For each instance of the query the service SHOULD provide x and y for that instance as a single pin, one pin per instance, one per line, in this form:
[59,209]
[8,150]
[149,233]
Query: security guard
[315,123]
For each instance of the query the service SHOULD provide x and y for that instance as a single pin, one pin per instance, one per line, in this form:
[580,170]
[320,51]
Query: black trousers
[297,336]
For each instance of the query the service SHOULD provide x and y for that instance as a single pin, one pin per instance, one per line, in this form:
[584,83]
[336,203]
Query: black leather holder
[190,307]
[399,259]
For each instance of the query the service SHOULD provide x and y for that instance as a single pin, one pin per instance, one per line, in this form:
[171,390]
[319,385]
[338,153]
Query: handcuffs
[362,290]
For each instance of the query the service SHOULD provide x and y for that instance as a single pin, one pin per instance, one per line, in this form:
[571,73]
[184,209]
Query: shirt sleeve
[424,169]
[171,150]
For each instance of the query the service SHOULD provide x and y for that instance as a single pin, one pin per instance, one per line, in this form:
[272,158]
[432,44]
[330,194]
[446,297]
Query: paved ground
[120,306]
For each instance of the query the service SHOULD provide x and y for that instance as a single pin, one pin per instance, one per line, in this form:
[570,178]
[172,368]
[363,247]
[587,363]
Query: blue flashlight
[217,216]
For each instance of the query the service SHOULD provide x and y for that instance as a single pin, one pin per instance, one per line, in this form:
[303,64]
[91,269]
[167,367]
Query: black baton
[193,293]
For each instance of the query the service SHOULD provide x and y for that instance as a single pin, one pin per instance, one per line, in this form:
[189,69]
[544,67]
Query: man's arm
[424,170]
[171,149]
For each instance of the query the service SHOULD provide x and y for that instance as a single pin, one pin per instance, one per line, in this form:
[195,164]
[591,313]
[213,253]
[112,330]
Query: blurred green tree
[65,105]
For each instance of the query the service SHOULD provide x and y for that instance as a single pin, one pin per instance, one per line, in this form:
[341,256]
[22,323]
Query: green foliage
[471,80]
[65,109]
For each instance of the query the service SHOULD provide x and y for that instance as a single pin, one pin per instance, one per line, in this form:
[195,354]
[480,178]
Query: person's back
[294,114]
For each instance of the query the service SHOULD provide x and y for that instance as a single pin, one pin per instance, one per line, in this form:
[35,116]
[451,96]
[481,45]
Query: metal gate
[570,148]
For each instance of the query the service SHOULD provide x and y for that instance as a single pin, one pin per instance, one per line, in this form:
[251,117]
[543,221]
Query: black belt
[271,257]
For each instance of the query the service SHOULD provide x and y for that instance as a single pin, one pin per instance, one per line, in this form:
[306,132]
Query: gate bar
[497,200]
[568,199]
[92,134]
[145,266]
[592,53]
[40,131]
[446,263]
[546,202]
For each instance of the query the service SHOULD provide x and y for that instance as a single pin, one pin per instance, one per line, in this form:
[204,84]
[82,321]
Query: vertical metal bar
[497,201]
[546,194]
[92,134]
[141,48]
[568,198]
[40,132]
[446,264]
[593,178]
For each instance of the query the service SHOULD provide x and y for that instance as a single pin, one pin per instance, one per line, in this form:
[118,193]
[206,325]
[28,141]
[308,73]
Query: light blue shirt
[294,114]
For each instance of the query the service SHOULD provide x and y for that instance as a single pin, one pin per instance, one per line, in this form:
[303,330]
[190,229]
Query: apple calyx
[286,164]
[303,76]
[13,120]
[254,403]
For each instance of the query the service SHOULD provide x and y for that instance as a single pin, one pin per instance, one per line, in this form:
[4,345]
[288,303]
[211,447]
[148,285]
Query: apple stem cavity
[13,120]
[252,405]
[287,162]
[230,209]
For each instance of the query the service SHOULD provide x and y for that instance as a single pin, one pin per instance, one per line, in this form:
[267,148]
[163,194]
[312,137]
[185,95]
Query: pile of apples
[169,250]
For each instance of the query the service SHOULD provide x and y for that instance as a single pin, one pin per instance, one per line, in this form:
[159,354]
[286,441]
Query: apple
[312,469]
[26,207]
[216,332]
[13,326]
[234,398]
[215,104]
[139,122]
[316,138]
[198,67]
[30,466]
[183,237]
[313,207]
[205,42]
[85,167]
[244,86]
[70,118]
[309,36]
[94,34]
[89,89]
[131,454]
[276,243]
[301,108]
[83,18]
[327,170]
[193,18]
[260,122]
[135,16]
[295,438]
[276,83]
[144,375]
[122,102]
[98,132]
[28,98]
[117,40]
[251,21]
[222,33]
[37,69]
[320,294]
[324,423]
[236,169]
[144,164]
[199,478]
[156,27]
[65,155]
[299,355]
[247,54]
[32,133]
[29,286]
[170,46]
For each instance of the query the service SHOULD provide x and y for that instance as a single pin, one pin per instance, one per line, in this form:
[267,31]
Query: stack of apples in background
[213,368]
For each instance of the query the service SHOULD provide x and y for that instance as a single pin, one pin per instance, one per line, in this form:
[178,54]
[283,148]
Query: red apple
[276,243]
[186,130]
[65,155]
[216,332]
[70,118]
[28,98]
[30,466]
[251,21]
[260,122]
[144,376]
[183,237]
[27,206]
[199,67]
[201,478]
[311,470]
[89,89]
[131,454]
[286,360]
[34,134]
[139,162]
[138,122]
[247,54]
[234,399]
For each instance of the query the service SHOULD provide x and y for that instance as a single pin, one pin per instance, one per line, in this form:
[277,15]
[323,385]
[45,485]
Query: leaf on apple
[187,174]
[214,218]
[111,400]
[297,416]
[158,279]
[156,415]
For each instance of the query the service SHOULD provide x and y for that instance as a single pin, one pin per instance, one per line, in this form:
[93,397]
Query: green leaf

•••

Pull out every line in the records above that contains the word "green". The match is case-sensitive.

== Final answer ==
Query: blurred green tree
Query: green foliage
Query: green leaf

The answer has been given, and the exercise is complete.